Exercise goal: The expected output is every line of the data exactly as shown, minus the images.

****************************************

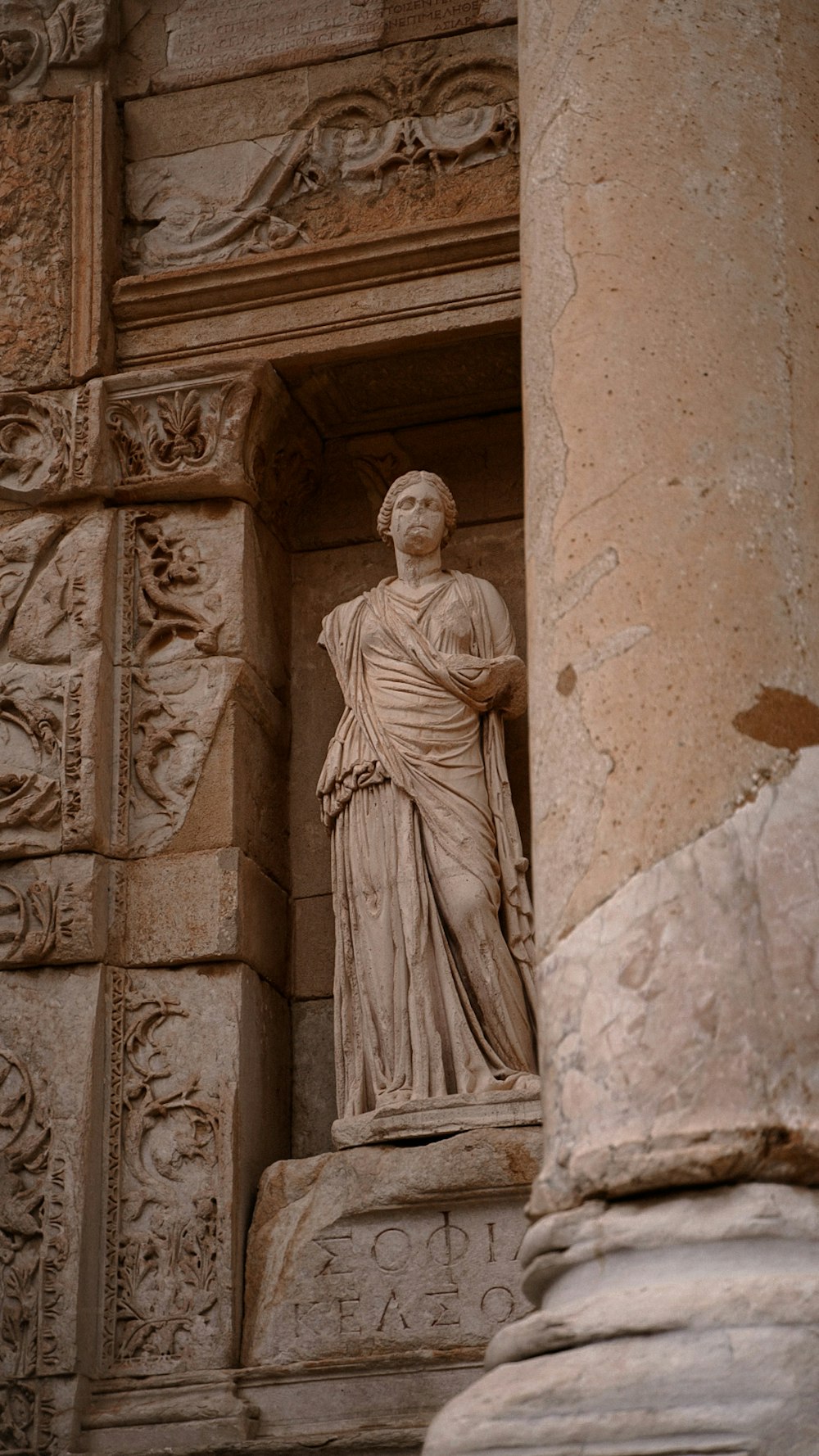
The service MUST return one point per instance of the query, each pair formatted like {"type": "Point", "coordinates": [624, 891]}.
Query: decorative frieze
{"type": "Point", "coordinates": [382, 138]}
{"type": "Point", "coordinates": [47, 1151]}
{"type": "Point", "coordinates": [203, 596]}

****************************************

Response below:
The service MUST return one point per instance of the query, each pair formatted like {"type": "Point", "coordinates": [624, 891]}.
Query: decorative frieze
{"type": "Point", "coordinates": [382, 138]}
{"type": "Point", "coordinates": [47, 1151]}
{"type": "Point", "coordinates": [203, 596]}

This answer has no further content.